===== Exercise materials =====

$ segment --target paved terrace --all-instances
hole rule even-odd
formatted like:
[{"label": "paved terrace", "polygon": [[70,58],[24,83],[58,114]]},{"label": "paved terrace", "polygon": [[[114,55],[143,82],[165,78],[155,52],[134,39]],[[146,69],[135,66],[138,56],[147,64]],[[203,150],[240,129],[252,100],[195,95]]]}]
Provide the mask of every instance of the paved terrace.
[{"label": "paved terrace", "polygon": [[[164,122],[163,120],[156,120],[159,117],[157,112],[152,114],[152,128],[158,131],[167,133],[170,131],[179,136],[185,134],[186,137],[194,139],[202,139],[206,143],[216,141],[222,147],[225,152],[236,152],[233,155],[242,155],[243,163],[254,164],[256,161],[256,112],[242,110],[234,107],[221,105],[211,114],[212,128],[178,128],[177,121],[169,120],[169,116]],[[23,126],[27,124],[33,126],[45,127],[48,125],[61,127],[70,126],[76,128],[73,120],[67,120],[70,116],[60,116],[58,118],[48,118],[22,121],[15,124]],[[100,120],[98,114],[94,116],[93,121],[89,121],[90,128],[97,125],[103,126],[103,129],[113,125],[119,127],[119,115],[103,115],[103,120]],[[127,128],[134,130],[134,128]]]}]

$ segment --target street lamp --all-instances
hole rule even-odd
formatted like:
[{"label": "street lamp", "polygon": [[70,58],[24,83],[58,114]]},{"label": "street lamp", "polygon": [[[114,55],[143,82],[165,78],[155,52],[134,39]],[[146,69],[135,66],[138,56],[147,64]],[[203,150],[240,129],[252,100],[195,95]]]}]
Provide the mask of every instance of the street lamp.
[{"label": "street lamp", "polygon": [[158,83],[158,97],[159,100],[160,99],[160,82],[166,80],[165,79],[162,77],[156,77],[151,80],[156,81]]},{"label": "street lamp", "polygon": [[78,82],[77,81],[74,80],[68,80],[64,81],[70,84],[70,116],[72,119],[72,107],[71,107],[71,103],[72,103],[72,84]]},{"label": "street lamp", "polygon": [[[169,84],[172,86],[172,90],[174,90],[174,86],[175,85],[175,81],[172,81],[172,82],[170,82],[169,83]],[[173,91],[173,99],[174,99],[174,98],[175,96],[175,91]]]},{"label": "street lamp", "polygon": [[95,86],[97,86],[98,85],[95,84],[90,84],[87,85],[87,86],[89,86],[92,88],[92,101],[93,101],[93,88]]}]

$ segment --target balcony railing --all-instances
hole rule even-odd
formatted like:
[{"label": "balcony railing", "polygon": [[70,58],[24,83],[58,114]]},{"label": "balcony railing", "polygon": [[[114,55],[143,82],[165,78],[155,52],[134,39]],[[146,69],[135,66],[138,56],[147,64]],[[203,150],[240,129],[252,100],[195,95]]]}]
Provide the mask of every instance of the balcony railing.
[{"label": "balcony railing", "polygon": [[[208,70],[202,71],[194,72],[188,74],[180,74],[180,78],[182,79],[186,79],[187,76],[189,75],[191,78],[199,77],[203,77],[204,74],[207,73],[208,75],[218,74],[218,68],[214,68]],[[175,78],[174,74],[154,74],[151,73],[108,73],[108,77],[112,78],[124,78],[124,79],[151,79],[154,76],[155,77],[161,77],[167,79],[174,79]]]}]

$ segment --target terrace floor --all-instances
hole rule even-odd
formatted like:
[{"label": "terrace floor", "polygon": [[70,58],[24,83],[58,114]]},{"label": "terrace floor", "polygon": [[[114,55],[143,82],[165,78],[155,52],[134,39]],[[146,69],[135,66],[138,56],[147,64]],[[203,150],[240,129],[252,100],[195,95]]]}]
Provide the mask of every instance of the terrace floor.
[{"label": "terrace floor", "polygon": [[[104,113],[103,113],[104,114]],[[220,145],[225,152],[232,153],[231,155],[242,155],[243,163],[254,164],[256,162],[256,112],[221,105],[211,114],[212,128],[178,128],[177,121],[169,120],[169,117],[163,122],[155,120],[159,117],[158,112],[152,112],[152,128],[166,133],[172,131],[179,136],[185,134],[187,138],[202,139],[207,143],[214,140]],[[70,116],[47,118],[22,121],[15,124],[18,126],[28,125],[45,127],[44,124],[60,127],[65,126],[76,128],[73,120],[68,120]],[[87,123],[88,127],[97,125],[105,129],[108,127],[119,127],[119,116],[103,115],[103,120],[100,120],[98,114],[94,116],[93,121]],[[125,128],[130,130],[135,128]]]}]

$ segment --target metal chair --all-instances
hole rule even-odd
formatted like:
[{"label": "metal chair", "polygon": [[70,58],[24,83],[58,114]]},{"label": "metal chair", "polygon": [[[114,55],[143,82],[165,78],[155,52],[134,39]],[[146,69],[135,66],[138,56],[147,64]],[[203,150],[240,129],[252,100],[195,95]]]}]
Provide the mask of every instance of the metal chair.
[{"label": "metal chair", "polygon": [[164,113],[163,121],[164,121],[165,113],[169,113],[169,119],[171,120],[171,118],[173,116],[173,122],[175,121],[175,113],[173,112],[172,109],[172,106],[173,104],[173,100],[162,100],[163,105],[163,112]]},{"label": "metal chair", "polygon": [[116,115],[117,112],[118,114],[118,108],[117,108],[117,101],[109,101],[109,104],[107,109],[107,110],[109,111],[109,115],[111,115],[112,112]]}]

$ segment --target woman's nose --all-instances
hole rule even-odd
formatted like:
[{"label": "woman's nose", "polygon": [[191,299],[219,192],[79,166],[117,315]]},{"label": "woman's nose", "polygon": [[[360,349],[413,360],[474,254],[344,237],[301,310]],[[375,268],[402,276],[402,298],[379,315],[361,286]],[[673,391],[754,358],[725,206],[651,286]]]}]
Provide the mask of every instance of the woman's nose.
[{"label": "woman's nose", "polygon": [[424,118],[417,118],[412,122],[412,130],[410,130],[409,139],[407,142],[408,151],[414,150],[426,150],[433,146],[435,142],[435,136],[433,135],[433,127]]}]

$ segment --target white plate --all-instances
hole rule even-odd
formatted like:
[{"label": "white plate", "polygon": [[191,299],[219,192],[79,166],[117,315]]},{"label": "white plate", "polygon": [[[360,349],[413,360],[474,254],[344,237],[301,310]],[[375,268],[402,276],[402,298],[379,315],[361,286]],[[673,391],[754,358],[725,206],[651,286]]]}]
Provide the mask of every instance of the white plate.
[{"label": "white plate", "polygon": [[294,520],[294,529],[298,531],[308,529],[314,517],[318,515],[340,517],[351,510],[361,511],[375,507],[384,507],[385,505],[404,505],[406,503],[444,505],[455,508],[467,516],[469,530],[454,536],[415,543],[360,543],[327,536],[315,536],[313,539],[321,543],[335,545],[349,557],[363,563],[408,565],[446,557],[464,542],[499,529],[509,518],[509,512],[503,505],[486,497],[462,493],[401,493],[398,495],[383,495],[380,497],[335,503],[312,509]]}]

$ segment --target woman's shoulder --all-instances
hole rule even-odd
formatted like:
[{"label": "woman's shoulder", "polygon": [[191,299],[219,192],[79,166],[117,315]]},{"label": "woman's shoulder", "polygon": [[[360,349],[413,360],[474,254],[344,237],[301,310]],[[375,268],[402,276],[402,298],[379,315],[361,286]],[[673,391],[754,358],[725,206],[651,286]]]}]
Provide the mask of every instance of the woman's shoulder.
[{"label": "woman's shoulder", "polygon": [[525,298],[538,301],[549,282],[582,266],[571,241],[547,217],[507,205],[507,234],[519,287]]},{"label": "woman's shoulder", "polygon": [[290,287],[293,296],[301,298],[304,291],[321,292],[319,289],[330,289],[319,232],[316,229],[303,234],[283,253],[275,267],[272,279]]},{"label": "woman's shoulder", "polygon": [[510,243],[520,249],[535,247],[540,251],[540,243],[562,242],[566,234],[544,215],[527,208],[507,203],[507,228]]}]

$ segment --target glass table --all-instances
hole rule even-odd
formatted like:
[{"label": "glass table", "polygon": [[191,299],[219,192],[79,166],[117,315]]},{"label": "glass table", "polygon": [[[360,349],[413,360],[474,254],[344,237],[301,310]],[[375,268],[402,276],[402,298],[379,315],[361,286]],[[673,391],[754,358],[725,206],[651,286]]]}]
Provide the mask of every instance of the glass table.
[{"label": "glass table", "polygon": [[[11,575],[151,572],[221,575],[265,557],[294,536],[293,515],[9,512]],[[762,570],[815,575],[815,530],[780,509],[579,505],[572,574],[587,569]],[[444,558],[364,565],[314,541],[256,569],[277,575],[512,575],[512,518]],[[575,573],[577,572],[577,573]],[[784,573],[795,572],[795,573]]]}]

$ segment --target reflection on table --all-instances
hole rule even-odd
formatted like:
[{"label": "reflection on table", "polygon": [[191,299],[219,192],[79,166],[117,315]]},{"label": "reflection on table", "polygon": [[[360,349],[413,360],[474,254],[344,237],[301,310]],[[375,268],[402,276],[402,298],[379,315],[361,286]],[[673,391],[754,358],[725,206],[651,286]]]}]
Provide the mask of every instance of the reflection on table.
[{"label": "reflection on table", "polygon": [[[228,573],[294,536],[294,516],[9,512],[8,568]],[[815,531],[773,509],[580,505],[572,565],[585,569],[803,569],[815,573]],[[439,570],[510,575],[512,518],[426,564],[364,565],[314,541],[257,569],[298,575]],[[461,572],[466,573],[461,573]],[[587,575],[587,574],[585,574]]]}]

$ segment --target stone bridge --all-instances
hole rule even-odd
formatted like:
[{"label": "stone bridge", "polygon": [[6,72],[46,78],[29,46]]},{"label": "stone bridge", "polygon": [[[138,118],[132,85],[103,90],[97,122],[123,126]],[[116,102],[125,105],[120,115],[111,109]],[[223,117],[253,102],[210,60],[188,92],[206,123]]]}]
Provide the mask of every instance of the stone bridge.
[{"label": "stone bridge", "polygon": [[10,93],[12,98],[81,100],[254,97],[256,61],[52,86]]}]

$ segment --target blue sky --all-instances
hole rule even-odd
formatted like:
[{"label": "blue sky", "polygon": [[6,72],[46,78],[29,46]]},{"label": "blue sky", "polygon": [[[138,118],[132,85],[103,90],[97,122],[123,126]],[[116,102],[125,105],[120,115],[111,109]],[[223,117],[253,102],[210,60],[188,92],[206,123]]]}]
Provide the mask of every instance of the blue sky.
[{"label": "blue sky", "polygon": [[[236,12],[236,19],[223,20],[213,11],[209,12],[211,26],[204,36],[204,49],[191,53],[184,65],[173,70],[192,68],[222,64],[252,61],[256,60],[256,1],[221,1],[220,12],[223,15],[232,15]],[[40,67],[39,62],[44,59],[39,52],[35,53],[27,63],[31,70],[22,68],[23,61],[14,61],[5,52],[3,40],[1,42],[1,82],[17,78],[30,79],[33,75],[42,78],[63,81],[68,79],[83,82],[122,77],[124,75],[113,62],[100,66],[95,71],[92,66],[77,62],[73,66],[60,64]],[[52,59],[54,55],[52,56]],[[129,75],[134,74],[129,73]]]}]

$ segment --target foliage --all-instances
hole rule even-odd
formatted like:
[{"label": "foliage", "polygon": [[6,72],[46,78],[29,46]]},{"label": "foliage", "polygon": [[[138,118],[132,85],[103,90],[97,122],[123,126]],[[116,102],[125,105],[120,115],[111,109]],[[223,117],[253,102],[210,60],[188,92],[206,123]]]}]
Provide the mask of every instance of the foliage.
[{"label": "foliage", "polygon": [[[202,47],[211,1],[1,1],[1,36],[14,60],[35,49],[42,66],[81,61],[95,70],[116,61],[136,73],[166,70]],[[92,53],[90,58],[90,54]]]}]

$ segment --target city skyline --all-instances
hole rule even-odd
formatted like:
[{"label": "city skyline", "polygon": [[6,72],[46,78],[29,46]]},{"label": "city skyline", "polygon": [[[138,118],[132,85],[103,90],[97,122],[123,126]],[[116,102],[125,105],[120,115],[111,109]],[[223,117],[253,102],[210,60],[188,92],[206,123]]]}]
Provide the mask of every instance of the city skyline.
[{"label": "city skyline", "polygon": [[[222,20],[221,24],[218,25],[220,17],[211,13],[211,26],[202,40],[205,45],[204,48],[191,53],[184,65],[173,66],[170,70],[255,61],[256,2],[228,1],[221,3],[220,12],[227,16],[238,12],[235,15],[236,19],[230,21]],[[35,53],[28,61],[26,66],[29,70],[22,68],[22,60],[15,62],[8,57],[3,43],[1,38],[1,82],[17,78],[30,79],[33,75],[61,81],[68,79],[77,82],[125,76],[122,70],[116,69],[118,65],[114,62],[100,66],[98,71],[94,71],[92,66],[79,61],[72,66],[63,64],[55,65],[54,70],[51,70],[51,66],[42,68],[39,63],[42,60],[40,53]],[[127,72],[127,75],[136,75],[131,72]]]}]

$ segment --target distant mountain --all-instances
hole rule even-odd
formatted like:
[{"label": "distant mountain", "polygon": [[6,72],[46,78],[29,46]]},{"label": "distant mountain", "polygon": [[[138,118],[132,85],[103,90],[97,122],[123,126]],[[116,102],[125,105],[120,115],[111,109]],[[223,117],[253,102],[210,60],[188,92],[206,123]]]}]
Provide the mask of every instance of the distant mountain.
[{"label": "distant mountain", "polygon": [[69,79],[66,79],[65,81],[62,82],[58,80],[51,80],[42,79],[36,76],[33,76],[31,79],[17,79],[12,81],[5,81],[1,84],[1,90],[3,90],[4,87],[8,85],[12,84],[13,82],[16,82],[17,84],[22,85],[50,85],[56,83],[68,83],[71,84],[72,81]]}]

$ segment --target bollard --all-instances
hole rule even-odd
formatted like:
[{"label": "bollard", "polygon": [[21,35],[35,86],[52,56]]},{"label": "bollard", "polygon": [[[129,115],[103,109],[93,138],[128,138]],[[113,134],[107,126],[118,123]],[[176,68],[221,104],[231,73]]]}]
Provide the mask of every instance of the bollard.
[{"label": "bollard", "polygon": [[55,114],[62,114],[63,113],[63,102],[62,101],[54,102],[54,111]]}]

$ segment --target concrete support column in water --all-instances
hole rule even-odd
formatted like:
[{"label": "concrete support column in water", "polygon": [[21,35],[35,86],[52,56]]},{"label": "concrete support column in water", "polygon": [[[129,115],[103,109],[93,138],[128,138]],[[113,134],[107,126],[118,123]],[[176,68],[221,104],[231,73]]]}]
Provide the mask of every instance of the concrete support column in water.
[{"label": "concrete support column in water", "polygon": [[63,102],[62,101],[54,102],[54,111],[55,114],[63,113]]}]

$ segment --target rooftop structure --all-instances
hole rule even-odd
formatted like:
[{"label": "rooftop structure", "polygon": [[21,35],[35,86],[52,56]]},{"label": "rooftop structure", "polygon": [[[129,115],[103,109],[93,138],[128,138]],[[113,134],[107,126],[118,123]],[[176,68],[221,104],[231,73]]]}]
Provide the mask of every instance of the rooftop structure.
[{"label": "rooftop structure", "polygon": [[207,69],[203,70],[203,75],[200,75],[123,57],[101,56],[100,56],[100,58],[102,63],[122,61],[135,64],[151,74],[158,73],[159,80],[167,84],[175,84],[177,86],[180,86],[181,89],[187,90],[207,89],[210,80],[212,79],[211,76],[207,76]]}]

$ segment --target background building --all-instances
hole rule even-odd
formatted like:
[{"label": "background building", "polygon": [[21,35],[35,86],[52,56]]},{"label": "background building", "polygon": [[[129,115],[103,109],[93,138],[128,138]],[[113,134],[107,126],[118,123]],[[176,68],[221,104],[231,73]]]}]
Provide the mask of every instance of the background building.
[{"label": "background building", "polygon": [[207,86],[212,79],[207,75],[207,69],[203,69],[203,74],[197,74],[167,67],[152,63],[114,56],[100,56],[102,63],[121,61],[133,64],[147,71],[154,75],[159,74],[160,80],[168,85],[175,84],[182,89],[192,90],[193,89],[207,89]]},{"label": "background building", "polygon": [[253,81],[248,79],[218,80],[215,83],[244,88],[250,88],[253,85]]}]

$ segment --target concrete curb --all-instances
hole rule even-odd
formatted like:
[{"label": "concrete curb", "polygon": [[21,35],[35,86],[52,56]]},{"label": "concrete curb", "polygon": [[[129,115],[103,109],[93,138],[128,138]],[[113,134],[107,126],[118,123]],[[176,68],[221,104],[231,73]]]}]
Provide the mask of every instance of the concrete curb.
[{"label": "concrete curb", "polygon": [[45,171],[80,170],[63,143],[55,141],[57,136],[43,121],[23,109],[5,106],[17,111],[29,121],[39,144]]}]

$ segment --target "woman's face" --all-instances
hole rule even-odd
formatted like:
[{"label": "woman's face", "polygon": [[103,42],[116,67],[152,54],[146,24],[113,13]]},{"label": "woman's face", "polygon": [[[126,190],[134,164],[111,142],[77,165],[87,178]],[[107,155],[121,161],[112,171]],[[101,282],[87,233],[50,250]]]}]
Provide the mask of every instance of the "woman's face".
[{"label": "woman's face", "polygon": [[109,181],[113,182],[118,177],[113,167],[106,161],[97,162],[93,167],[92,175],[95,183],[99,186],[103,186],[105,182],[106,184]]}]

=====

Exercise objective >>
Copy the stretch of the entries above from the line containing "in water --all-instances" through the line containing "Provide the mask of every instance of the concrete support", reproducing every line in that span without any change.

Task solution >>
$ segment --target concrete support column in water --all-instances
hole rule even-odd
formatted like:
[{"label": "concrete support column in water", "polygon": [[21,35],[35,86],[52,56]]},{"label": "concrete support column in water", "polygon": [[[129,115],[103,109],[93,138],[128,138]],[[113,134],[107,126],[118,123]],[[176,68],[221,104],[231,73]]]}]
Provide the mask of every instance of the concrete support column in water.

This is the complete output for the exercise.